### TEXT SEGMENT:
++++++

Then, around 5 p.m. something changed. Whereas most of the afternoon there had been dozens of caddis flies visible skittering along the surface of the water, or hovering in groups in the bushes — and in brief flurries of activity they had appeared in the hundreds — suddenly they started coming off the water so thick it was like fog.
The numbers of caddis flies that were soaring upstream a few feet above the water went from dozens or hundreds up to thousands and even tens of thousands. I have caught trout in 25 states on some deservedly famous rivers and have never before witnessed a caddis fly hatch to rival this one.
The river was the Magalloway. Its headwaters flow off the ridgeline on the Maine-Canada border in northwestern Maine in the Rangeley Lakes region, an area of several large, deep, remote, wilderness mountain lakes, many of which are 10 miles long or more. These are the holy waters of brook-trout fishing in the United States: waters still containing wild brook trout that have never been bastardized by stocked brood.
Mooselookmeguntic is the largest of these, and most famous for its huge brookies, but there is good trout and landlocked salmon fishing throughout the region’s lakes and rivers, which include not only the Magalloway River, but also the Rapid, Cupsuptic, Rangeley and Kennebago rivers, as well as several smaller but still notable streams. And, of course, the numerous lakes and ponds.
Coming off the high ridges, the various branches and headwaters of the Magalloway soon meet in the remote Parmachenee Lake, out of which they flow through a short stretch of woods and into Aziscohos Lake. At this point, the Magalloway has picked up about all the water it will get. It spills out of a small dam on the Aziscohos and plunges through a few short wooded miles of whitewater down to the town of Wilson Mills, Maine.
There the river suddenly slows, changing from kayak water to family canoe-trip water. It wanders another dozen or so miles through meandering S-curves along the border of Maine and New Hampshire, through wilderness preserve loaded with moose and waterfowl, before it flows into Lake Umbagog and becomes the Androscoggin River.
It was in that short stretch between the Azicohos Dam and the famous Wilson Mills bridge, and the few hundred yards just downstream of the bridge, that I spent two days fishing with my friend Rich Warren, who I knew from the New Haven River Anglers.
Rich had just recently retired from many years teaching at Vermont Technical College and was celebrating with the second of several fishing trips. I was happy to take part in the celebration by spending a few days with him chasing wild Maine brook trout.

++++++

### DATASET EXCERPT:
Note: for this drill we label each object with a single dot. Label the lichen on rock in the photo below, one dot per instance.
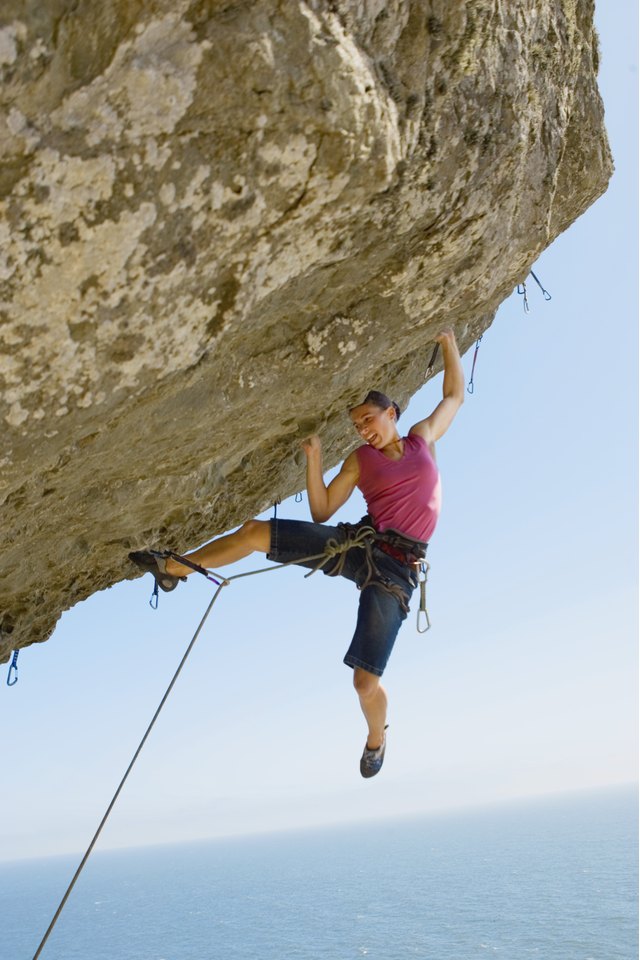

++++++

### REQUIRED TASK A:
Answer these questions from the Magalloway River fishing account:
(i) At about what time of day did the caddis fly hatch suddenly change?
(ii) Which lake is named as the largest in the Rangeley Lakes region?
(iii) What river does the Magalloway become after it flows into Lake Umbagog?
### REQUIRED TASK B:
Write the next part of the Magalloway River fishing account, starting after its last sentence.
The listing has no connection to the fishing text about the Magalloway River.

### REPLY A:
(i) Around 5 p.m.
(ii) Mooselookmeguntic.
(iii) The Androscoggin River.

### REPLY B:
Though water was running high — the measurement at the dam was about double the flow I would have considered a good amount for that stretch — it was the ideal time of year and weather was good, so we were expecting some good fishing. I just didn’t know how incredible the caddis hatch would be.
I had fished that stretch of river a few times in the past. I had seen some pretty good caddis hatches in mid-June 50 miles south on the Androscoggin. In fact the previous day we had fished the Androscoggin in the afternoon, and I had landed 18 trout. Rich landed quite a few also. But they were mostly stocked, and they were only in the 10-to-14-inch range. We were looking forward to some larger and wilder brookies on the Magalloway.
Most of the day on the Magalloway presented challenging, technical fishing. Like most of the rivers in the area, it is designated as fly-fishing only, with restrictive creel limits. This protective approach to management has resulted in a blue-ribbon fishery that attracts lots of fly-fishermen. The fish see plenty of flies in their lives, and they are leader-shy. Sloppy casting or the wrong flies put the fish down pretty quickly.
But when the air temperature on that late May day rose up into the 80s, it apparently created the perfect conditions to stimulate a caddis hatch for the ages. For the next hour, the fishing was fantastic. When the hatch began I lost about 15 minutes of time moving several hundred yards down river avoiding other anglers and some stretches of river that looked either less promising or less accessible in the high water.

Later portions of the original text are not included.